WHAT YOU WILL DO
I'd like the entries reproduced exactly, with the images omitted.

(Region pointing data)
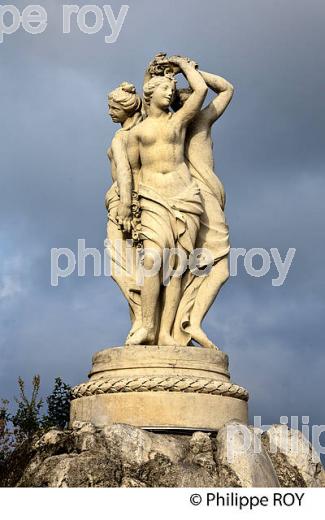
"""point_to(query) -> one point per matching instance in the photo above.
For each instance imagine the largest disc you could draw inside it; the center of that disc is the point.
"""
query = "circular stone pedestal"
(160, 388)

PROBLEM SOLUTION
"""point_to(query) -> one point per matching instance in the photo above.
For each instance imagine the largest disc you could draw inside it; the center of that disc is the point.
"""
query = "circular stone pedestal"
(160, 388)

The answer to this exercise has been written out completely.